Aim of the exercise: Reproduce all of the data below line for line, without changing a single character.

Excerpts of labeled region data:
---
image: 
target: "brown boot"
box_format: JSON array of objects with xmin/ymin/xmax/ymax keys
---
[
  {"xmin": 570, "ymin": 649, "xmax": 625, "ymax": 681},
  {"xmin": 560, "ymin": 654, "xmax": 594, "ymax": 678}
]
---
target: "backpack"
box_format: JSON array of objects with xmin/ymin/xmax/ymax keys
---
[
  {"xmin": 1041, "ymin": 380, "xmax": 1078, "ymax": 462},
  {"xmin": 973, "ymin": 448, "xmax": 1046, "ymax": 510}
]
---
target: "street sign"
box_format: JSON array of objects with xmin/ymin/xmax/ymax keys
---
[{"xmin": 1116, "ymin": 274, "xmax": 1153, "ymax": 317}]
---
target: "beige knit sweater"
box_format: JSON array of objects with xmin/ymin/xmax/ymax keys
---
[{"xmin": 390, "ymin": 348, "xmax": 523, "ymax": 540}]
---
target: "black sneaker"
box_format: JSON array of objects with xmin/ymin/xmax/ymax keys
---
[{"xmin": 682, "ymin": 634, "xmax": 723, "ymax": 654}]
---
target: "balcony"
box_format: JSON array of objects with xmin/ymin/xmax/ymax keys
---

Response:
---
image: 
target: "brown boot"
box_format: JSON array of objects with xmin/ymin/xmax/ymax keys
---
[
  {"xmin": 570, "ymin": 649, "xmax": 625, "ymax": 681},
  {"xmin": 560, "ymin": 654, "xmax": 594, "ymax": 678}
]
---
target: "backpack"
box_format: JSON array of objects with xmin/ymin/xmax/ymax keys
---
[
  {"xmin": 1041, "ymin": 380, "xmax": 1078, "ymax": 462},
  {"xmin": 973, "ymin": 448, "xmax": 1046, "ymax": 510}
]
---
target: "street sign"
box_format: JSON array of objects with xmin/ymin/xmax/ymax keys
---
[{"xmin": 1116, "ymin": 274, "xmax": 1153, "ymax": 317}]
---
target: "beige knit sweater"
box_format: JSON array of objects with xmin/ymin/xmax/ymax keys
---
[{"xmin": 390, "ymin": 348, "xmax": 523, "ymax": 540}]
---
target: "black sneaker"
box_format: JSON array of objects with xmin/ymin/xmax/ymax keys
---
[{"xmin": 682, "ymin": 634, "xmax": 723, "ymax": 654}]
---
target: "balcony"
box_format: JSON array of objects with xmin/ymin/xmax/ymax keys
---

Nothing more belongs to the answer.